Pick every line from the data below that contains the string "hand" and copy it.

Record set:
____________

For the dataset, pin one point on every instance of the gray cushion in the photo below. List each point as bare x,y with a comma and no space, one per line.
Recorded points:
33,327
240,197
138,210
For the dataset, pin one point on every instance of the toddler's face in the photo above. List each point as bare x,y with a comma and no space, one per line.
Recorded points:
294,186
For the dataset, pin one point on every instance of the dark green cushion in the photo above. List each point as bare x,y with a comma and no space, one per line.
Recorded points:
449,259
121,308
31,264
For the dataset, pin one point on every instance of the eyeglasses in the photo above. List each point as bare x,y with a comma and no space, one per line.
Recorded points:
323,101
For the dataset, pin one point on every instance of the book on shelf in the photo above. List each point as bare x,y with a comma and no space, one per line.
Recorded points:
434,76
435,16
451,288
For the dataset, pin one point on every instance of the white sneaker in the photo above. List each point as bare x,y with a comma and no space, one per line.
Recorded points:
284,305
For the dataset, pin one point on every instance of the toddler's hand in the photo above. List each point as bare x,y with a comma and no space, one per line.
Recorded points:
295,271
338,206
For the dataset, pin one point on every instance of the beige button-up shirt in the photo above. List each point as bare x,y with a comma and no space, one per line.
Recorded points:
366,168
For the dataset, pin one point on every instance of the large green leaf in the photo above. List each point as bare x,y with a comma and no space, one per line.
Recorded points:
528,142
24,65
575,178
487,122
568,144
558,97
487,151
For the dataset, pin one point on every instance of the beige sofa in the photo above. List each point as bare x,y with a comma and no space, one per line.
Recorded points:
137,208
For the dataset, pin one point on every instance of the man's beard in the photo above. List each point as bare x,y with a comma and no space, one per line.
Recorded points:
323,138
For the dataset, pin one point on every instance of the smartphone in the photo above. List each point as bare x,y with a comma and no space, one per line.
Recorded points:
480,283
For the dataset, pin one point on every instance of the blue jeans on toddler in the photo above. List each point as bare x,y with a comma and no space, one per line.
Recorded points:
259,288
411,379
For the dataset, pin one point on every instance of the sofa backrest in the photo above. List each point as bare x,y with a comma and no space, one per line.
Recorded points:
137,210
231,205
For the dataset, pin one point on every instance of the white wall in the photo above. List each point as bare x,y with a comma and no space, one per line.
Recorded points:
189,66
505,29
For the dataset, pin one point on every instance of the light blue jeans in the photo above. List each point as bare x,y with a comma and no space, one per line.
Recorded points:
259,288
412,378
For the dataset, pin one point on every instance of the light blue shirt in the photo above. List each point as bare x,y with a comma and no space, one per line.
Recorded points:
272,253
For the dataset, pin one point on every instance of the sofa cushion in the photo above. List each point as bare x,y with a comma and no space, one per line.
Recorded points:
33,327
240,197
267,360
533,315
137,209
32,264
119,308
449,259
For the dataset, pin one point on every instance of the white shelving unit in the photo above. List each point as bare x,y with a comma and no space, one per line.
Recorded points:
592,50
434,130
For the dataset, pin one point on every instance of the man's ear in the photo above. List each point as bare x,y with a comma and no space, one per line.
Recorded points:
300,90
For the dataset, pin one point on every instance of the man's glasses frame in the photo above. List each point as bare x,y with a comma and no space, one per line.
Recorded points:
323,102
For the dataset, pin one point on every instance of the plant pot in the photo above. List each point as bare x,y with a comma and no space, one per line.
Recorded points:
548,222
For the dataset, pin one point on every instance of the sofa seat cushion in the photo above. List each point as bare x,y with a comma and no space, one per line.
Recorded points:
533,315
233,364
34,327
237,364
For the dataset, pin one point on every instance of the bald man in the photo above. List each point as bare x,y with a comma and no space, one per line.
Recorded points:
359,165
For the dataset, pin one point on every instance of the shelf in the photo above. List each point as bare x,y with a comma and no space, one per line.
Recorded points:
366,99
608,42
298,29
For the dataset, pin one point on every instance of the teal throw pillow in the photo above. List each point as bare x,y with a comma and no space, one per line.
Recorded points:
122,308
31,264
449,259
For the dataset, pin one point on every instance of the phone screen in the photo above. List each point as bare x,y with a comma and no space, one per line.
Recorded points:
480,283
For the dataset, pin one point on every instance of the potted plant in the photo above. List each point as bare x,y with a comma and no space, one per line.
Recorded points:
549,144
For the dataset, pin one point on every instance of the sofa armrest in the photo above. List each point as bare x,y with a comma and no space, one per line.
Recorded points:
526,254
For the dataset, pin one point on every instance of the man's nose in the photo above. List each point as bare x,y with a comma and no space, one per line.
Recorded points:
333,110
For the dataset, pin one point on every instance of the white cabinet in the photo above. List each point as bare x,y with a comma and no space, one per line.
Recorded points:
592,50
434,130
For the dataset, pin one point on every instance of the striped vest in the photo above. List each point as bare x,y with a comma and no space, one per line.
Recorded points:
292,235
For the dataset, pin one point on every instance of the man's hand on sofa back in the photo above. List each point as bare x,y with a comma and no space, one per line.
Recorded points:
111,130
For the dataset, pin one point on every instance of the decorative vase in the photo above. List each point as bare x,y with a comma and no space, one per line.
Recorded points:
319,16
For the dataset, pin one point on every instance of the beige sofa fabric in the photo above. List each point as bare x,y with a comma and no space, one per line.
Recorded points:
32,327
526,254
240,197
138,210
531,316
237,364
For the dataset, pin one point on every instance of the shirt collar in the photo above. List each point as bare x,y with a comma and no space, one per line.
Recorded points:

____________

Finished task:
For the dataset, pin one point on every instance of the toddler's hand in the photo above. List each point as bare x,y with a comma and no space, one per line.
For the dataset, pin one point on every instance of the man's hand on sofa back in the photo above. List each point as bare x,y with a comma and no space, one per line.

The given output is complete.